** Opening RECORDS TO PROCESS block **

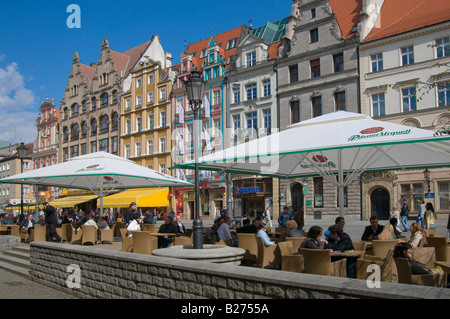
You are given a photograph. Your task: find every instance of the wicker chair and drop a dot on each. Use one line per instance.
(381, 247)
(127, 242)
(149, 227)
(405, 275)
(64, 232)
(296, 242)
(268, 256)
(76, 234)
(440, 246)
(360, 245)
(144, 242)
(290, 259)
(318, 262)
(89, 234)
(248, 242)
(39, 233)
(107, 235)
(386, 264)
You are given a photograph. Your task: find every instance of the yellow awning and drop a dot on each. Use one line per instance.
(71, 201)
(143, 197)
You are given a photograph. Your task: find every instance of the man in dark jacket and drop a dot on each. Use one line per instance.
(51, 221)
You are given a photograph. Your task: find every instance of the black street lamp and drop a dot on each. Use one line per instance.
(21, 153)
(426, 175)
(195, 87)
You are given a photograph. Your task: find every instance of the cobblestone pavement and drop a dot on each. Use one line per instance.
(13, 286)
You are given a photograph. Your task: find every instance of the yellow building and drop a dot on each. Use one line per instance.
(145, 117)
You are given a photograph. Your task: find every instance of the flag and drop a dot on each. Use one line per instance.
(208, 140)
(180, 143)
(207, 107)
(180, 112)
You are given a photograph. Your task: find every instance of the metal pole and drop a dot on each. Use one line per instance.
(198, 223)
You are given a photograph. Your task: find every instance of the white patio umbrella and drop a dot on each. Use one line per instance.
(333, 144)
(99, 172)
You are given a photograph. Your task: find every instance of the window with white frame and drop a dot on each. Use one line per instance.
(138, 124)
(150, 97)
(443, 47)
(237, 94)
(216, 97)
(376, 62)
(407, 55)
(251, 59)
(409, 99)
(266, 87)
(163, 118)
(150, 147)
(138, 149)
(162, 145)
(267, 117)
(128, 126)
(151, 122)
(251, 91)
(139, 100)
(443, 93)
(378, 104)
(162, 94)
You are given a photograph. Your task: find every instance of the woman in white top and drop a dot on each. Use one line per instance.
(417, 233)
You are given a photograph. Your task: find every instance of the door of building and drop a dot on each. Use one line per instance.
(254, 207)
(379, 201)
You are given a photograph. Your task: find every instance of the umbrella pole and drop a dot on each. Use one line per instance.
(341, 185)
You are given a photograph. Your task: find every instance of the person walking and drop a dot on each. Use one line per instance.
(51, 222)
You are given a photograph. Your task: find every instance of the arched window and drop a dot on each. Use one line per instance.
(83, 130)
(75, 132)
(75, 109)
(93, 127)
(104, 100)
(65, 134)
(104, 128)
(115, 122)
(94, 103)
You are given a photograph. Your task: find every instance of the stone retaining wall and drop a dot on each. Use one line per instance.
(110, 274)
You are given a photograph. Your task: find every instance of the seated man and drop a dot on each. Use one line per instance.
(168, 227)
(373, 230)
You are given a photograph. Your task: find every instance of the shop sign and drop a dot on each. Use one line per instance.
(246, 190)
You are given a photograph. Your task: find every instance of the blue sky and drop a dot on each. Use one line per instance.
(37, 46)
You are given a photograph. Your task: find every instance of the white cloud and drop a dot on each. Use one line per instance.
(18, 127)
(13, 93)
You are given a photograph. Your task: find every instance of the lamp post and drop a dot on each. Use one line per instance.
(426, 175)
(21, 153)
(195, 87)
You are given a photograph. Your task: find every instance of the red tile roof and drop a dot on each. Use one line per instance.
(220, 38)
(347, 15)
(400, 16)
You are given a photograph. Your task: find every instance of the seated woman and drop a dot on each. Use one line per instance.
(417, 233)
(293, 230)
(262, 232)
(405, 250)
(388, 233)
(314, 239)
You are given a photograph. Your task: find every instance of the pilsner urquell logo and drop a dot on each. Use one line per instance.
(376, 132)
(94, 167)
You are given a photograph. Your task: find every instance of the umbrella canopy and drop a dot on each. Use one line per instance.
(99, 172)
(333, 144)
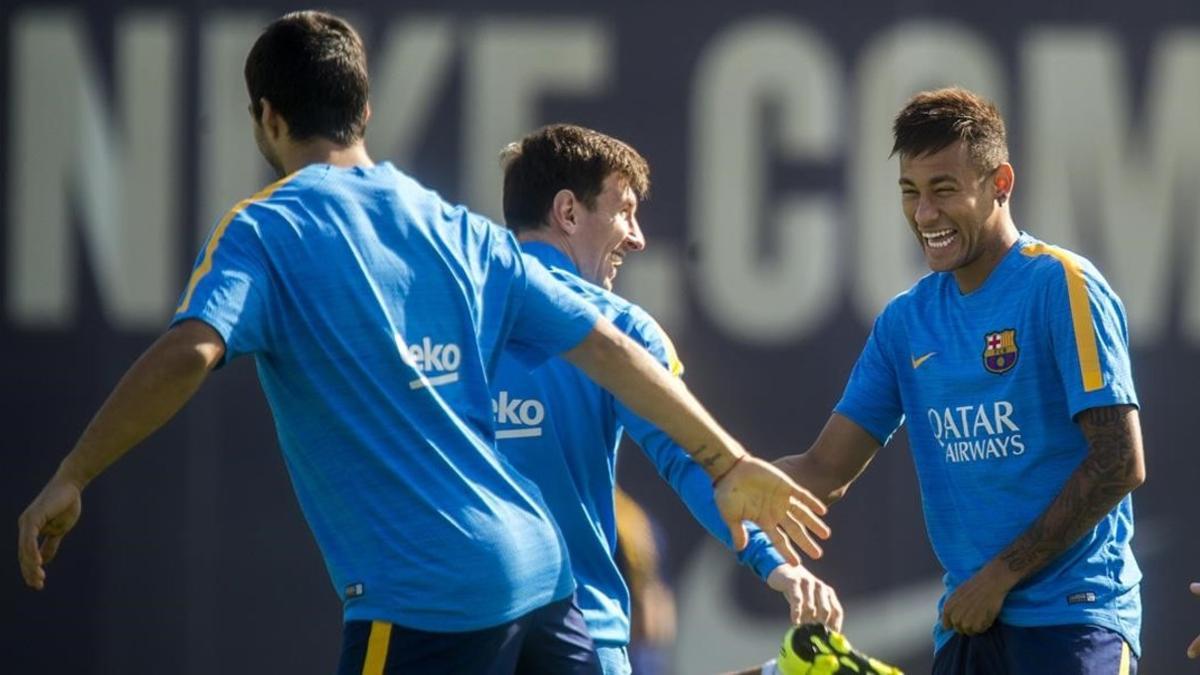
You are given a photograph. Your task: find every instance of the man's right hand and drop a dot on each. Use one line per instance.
(51, 515)
(757, 491)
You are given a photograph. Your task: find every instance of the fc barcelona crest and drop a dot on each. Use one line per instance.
(1000, 351)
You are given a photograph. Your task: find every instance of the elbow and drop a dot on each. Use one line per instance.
(1138, 475)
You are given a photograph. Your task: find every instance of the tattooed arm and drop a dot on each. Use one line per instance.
(1113, 469)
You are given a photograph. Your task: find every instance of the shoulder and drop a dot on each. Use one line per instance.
(639, 324)
(279, 201)
(1055, 269)
(915, 298)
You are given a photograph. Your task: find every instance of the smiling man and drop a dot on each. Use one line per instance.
(1011, 364)
(571, 196)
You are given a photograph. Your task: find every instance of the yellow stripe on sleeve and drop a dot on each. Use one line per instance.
(673, 364)
(377, 647)
(1080, 314)
(207, 263)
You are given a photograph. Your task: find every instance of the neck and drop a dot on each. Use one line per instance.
(973, 274)
(324, 151)
(553, 237)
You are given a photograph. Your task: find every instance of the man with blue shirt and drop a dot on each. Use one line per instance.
(376, 314)
(1011, 365)
(571, 196)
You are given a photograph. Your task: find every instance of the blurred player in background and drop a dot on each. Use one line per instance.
(1011, 363)
(571, 196)
(1194, 647)
(652, 607)
(375, 312)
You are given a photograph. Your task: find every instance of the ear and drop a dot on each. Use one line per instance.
(274, 124)
(563, 211)
(1003, 181)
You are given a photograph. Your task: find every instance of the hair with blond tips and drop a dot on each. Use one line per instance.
(934, 120)
(564, 156)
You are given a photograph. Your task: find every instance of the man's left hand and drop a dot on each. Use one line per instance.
(975, 605)
(809, 598)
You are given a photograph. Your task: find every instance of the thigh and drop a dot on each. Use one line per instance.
(615, 661)
(377, 647)
(972, 655)
(558, 641)
(1068, 650)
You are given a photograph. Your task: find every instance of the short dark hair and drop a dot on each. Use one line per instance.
(313, 70)
(564, 156)
(934, 120)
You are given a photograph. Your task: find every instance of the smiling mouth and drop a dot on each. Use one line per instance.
(940, 239)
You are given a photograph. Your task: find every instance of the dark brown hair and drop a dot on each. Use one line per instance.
(934, 120)
(564, 156)
(313, 70)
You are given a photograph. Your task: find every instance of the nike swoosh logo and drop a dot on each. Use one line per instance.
(918, 360)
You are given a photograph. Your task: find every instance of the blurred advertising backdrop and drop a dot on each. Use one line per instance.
(774, 232)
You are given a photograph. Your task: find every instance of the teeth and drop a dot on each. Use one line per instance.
(939, 239)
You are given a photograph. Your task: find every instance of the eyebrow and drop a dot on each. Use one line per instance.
(934, 180)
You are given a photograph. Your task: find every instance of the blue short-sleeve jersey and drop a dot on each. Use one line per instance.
(563, 430)
(990, 383)
(376, 314)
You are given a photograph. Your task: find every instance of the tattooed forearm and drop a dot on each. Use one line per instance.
(706, 458)
(1111, 470)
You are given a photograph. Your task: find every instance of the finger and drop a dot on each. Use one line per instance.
(809, 500)
(51, 548)
(820, 604)
(783, 545)
(801, 536)
(805, 517)
(28, 554)
(808, 609)
(835, 613)
(737, 532)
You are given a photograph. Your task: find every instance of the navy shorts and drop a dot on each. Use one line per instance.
(549, 639)
(1043, 650)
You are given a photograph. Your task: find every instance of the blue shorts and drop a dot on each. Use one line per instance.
(550, 639)
(1042, 650)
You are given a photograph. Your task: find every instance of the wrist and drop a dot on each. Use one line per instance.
(997, 569)
(725, 466)
(70, 471)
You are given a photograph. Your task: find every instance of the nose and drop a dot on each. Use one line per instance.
(635, 240)
(927, 213)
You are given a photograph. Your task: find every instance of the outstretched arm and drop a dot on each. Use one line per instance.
(747, 488)
(841, 453)
(150, 393)
(1113, 469)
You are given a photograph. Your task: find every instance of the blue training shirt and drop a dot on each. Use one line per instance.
(376, 314)
(990, 383)
(562, 430)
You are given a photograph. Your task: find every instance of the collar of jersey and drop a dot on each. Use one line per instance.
(550, 256)
(1001, 272)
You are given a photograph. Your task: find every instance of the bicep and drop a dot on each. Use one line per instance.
(196, 335)
(1114, 436)
(550, 318)
(841, 453)
(845, 448)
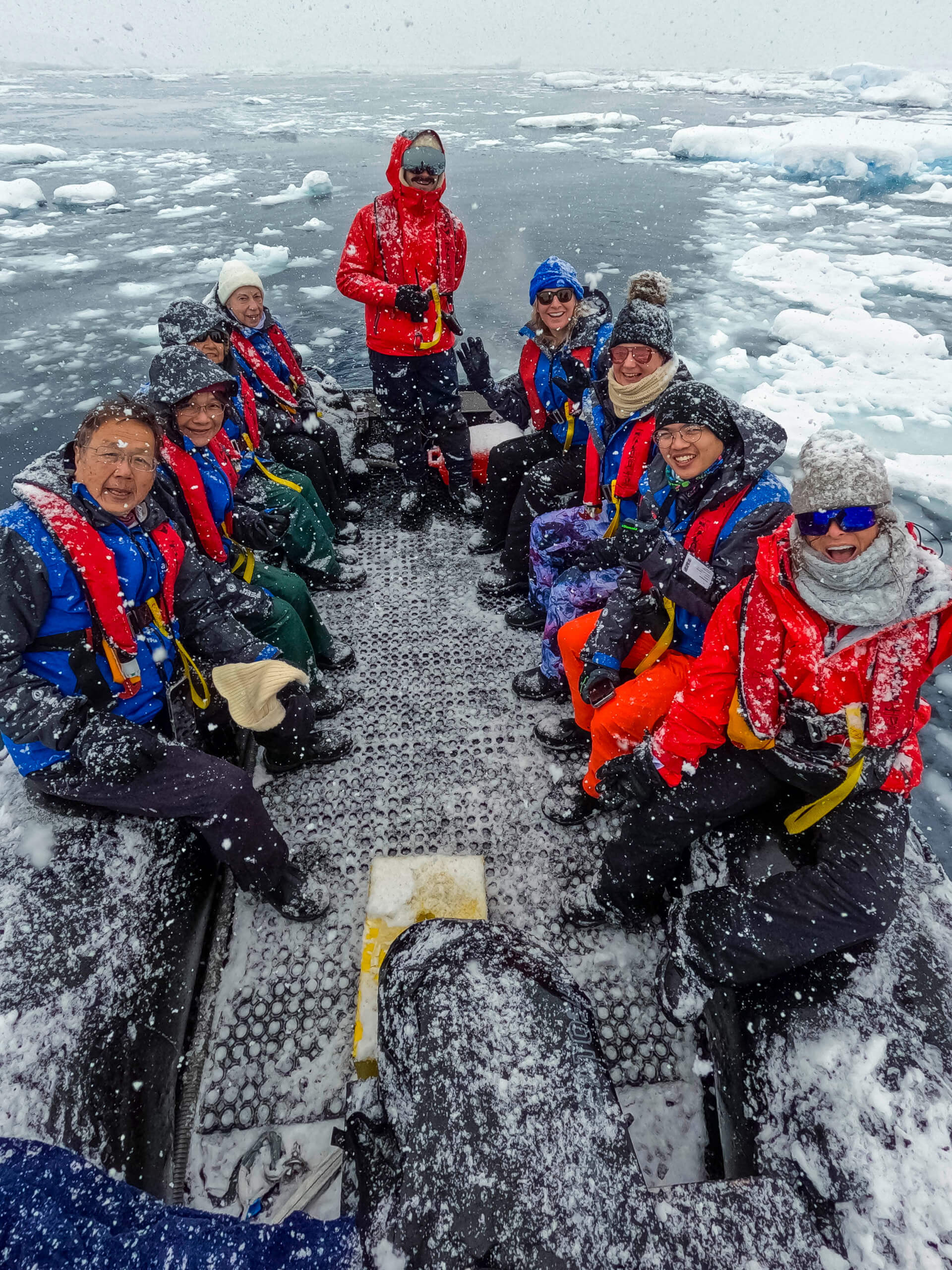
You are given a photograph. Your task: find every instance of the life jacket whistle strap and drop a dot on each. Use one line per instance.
(201, 695)
(809, 816)
(94, 566)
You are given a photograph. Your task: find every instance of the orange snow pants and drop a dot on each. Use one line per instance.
(620, 724)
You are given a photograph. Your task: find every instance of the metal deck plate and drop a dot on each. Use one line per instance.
(443, 761)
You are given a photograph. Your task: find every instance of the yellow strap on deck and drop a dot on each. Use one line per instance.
(809, 816)
(203, 698)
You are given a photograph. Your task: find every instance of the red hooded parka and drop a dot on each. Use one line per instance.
(402, 238)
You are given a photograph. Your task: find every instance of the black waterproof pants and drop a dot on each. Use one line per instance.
(739, 935)
(551, 482)
(215, 798)
(419, 399)
(319, 459)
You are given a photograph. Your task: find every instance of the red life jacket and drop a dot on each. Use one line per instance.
(187, 474)
(529, 362)
(278, 389)
(633, 464)
(94, 564)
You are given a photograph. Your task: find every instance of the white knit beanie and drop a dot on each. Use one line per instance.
(234, 275)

** Closing RECORDS TO PROCESS block **

PROBLEM DESCRIPTION – Output nothing but the line containing "the red life" and each line after it in the entries above, exactly as written.

SOLUTION FOR THIS EXERCISE –
You are given a photograph. Your task: find every instance of the red life jacket and drop a dot on each. Use one line per instance.
(187, 474)
(529, 362)
(278, 389)
(633, 464)
(94, 564)
You are given a photograph. Your task: find every instance of the white knit beanie and drop a dot on each. Use one line per instance.
(234, 275)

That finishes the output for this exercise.